What this task involves: Exactly reproduce the lines beginning with the line that includes "If you could pick out the crown" and ending with the last line of the data.

[Data listing]
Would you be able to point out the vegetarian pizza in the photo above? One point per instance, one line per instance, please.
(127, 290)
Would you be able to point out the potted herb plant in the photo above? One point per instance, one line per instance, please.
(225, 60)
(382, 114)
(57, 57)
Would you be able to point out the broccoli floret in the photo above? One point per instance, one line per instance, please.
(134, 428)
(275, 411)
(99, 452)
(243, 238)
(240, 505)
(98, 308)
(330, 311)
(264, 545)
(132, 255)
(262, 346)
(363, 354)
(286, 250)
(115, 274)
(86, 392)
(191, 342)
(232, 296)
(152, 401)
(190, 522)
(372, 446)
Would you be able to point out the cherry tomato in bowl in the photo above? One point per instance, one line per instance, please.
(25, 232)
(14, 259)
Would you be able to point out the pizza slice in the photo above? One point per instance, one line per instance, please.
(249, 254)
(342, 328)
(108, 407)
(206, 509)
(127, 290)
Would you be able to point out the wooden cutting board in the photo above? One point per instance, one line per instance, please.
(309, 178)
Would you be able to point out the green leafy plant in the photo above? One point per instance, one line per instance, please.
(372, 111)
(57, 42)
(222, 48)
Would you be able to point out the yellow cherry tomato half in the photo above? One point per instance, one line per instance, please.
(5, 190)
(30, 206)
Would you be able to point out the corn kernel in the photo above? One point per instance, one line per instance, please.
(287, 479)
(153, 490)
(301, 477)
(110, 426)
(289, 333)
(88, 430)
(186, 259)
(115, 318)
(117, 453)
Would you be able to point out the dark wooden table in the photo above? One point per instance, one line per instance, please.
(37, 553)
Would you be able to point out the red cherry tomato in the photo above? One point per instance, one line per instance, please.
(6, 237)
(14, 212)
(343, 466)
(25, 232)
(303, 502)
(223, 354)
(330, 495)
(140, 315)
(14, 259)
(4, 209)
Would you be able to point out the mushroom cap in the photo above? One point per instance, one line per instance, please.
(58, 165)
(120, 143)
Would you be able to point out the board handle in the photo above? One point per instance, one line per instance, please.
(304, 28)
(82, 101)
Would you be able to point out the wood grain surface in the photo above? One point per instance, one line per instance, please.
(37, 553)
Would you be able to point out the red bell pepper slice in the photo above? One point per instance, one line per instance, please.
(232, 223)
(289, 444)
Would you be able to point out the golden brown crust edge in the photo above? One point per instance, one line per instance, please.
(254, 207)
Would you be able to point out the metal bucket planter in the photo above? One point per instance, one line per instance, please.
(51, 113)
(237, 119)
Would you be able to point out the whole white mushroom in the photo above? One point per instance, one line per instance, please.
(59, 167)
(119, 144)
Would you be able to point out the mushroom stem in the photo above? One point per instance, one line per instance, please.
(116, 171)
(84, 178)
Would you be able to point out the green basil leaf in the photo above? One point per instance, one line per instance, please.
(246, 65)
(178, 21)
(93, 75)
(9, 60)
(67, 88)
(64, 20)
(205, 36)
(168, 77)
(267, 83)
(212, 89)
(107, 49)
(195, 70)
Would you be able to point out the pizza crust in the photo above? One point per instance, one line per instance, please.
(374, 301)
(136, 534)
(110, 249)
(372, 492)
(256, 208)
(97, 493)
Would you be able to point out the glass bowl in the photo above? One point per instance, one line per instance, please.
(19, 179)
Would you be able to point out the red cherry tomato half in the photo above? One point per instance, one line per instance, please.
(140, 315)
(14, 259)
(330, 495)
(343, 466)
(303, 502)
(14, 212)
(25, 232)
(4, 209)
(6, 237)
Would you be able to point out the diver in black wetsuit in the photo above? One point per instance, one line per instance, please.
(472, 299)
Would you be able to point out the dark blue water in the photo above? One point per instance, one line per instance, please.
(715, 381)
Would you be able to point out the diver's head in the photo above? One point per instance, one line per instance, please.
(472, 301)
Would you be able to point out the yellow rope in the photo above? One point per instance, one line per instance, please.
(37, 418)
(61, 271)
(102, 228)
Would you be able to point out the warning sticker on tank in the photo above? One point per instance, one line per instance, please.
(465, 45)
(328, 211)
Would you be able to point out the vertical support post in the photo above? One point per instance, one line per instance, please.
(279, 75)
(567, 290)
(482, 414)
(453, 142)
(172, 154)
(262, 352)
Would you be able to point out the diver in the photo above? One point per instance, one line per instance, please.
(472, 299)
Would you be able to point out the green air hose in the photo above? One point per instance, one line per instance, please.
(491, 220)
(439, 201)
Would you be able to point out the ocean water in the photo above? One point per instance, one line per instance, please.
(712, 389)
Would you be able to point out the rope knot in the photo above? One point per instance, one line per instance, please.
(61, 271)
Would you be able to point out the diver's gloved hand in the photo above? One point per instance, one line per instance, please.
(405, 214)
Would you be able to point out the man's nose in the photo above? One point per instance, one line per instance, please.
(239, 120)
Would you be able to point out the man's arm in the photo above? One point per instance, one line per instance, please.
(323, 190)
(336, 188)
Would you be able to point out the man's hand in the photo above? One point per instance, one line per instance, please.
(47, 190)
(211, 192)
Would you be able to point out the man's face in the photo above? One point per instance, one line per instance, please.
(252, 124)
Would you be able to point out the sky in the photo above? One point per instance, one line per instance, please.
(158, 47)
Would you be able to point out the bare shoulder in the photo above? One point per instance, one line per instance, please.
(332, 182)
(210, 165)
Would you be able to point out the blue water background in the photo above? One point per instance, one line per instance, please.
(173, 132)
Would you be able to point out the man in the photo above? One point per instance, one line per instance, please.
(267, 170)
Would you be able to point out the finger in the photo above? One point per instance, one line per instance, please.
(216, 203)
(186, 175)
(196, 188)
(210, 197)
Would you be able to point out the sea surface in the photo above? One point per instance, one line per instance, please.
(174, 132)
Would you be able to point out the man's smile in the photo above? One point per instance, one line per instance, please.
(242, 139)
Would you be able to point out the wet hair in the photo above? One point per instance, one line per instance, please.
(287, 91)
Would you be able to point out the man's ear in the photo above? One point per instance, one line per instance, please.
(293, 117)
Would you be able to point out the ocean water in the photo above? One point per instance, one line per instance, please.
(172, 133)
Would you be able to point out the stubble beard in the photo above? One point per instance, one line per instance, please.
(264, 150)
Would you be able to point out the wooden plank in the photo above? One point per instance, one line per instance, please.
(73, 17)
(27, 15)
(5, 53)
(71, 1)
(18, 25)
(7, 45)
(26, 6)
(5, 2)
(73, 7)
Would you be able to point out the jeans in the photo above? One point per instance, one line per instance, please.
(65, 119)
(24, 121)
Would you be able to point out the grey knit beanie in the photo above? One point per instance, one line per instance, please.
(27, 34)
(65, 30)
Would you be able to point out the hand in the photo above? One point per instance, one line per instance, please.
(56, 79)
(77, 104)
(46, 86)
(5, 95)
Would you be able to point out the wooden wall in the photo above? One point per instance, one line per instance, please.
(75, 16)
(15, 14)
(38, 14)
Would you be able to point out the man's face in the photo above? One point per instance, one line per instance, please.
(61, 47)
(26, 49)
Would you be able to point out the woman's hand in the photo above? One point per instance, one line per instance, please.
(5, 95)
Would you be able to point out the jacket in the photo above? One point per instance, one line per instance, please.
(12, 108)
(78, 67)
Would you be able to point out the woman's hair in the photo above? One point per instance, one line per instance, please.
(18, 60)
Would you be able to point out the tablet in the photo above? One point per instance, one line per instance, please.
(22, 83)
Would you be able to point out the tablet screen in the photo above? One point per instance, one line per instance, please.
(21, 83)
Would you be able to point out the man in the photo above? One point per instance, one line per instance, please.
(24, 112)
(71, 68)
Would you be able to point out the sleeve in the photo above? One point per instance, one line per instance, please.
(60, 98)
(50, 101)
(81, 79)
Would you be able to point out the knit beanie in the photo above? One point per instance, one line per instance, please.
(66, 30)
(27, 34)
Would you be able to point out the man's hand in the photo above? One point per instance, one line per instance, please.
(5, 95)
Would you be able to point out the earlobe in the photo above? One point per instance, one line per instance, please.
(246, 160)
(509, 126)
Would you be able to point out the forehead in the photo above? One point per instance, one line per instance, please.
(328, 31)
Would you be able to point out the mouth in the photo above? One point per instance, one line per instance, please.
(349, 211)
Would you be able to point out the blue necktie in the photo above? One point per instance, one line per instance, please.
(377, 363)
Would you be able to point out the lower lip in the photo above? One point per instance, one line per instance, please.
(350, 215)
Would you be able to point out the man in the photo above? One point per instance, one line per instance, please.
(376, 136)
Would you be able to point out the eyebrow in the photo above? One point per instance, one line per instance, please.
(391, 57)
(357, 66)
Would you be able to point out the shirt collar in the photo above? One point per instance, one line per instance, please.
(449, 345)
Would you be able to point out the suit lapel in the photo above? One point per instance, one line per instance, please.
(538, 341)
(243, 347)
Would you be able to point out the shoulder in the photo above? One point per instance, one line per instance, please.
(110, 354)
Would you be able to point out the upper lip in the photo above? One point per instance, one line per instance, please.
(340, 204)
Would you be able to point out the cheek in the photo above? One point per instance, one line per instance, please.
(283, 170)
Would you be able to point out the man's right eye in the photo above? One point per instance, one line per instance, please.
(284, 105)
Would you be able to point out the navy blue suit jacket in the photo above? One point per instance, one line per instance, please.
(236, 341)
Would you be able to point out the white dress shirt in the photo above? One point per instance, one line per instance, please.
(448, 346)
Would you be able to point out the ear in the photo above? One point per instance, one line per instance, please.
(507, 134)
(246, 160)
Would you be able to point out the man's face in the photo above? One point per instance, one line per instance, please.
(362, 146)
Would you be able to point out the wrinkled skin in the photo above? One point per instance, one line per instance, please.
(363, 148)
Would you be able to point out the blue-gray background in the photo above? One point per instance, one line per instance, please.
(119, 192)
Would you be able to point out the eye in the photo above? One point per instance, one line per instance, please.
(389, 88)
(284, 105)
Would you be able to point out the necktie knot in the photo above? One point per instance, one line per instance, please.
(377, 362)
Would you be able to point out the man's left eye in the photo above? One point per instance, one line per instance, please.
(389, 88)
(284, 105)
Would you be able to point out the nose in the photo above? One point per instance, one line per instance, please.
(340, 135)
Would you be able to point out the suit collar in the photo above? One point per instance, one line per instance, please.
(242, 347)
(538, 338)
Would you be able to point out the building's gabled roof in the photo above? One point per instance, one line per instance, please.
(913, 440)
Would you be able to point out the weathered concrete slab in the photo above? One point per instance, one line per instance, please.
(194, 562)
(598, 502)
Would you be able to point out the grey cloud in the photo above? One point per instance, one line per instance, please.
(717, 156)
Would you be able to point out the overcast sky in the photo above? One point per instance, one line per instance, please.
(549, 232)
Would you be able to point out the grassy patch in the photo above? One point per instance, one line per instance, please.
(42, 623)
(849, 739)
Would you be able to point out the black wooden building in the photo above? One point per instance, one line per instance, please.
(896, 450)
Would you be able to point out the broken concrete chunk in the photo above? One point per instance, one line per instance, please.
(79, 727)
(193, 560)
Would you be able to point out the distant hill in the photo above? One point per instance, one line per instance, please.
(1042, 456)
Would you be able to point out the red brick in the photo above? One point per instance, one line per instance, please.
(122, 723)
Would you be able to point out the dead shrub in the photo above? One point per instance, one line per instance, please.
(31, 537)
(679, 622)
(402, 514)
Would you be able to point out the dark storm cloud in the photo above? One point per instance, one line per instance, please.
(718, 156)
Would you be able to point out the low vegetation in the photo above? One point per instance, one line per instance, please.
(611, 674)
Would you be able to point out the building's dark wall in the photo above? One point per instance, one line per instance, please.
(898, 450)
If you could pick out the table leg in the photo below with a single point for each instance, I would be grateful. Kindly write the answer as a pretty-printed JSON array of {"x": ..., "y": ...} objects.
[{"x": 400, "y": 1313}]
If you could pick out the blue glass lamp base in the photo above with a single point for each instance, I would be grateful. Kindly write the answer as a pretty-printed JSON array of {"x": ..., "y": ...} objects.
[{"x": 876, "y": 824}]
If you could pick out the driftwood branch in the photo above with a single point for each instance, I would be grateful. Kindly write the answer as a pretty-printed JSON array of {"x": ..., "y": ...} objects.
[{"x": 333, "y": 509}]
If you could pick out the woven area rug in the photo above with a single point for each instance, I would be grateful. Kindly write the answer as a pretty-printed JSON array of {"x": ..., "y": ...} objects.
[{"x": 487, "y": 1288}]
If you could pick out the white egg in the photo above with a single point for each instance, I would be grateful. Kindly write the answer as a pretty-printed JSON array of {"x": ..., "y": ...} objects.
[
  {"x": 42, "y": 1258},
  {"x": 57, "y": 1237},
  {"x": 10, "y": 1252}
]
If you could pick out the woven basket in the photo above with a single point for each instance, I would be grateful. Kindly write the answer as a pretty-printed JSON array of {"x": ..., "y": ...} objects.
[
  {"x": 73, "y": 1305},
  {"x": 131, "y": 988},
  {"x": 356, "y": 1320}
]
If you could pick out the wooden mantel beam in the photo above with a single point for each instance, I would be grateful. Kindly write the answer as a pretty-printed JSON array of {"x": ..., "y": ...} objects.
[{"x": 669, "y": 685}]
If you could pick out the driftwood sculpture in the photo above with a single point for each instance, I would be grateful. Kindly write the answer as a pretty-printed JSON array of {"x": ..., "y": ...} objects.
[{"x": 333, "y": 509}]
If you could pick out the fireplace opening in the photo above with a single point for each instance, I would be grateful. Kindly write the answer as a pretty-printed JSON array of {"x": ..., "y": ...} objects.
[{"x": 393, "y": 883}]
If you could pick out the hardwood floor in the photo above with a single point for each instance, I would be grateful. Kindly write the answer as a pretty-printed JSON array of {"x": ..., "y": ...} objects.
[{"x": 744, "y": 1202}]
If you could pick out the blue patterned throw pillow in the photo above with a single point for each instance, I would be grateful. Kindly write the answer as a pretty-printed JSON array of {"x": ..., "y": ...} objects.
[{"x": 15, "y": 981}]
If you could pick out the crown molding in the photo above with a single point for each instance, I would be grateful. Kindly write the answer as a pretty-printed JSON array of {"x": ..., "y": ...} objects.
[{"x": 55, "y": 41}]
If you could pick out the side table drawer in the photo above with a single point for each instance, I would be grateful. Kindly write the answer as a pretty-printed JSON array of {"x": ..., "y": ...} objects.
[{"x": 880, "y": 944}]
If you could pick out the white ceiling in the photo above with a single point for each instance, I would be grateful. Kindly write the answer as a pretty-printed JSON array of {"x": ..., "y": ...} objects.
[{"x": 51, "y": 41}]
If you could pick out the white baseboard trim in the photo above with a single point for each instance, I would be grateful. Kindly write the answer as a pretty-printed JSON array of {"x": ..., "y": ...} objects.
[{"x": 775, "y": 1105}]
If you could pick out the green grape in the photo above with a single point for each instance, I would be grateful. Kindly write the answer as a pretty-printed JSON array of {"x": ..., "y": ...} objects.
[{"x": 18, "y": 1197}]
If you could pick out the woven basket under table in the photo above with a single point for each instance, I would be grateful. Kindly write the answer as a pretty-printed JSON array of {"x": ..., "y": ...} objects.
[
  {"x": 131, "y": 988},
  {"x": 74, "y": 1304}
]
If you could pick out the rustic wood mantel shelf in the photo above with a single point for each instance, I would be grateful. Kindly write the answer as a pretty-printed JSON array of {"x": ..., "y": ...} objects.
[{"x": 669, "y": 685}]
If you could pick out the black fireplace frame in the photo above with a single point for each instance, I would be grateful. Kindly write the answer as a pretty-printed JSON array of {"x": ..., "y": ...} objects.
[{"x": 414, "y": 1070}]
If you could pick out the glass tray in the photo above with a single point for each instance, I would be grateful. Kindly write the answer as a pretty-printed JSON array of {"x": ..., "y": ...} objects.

Result of the exercise:
If you could pick out the crown molding in the photo above with a single point for each instance, I would be grateful. Kindly write the answer as a pretty-printed JSON array of {"x": ..., "y": ...} objects.
[{"x": 55, "y": 41}]
If you could pick out the side table drawer in the photo above with a single point for each instance, I would be grateful. Kindly write the answer as a pretty-printed JSON array of {"x": ..., "y": ...} objects.
[{"x": 880, "y": 944}]
If you could pick out the white ceiling in the photo above with a single point for each instance, I would be grateful. Kindly write the answer as a pretty-printed JSON array of {"x": ..., "y": ...} objects.
[{"x": 51, "y": 41}]
If you could pick out the white baseboard trim in the photo above with a single point for each instance, I would be grateful. Kindly write the answer as a pretty-printed JSON array of {"x": ..., "y": ...} objects.
[{"x": 775, "y": 1105}]
If you could pick out the green grape in the photo above with a single point for each instance, I would be grateful. Kindly write the answer as a pretty-printed JSON array of {"x": ..., "y": ...} objects.
[{"x": 18, "y": 1197}]
If you could pick out the woven basket under table in the photo above with a single point for each instance, I would be grateful. Kindly write the answer as a pretty-printed JSON array of {"x": ..., "y": ...} objects.
[
  {"x": 131, "y": 988},
  {"x": 74, "y": 1304}
]
If you could pick out the rustic wood mantel shelf in the photo above with a single point for each instance, I would be grateful. Kindly write the answer as a pretty-printed JSON array of {"x": ..., "y": ...} objects.
[{"x": 669, "y": 685}]
If you could pick out the black fireplace frame in the photo above with a single point for each instance, I would be grateful. Kindly write the answer as a pretty-printed JSON array of {"x": ..., "y": ...} objects.
[{"x": 414, "y": 1070}]
If you could pick out the glass tray in the photo above with a single point for each instance, I would be grateful. Kindly write the answer as a pretty-printed JSON array of {"x": ..., "y": ...} objects.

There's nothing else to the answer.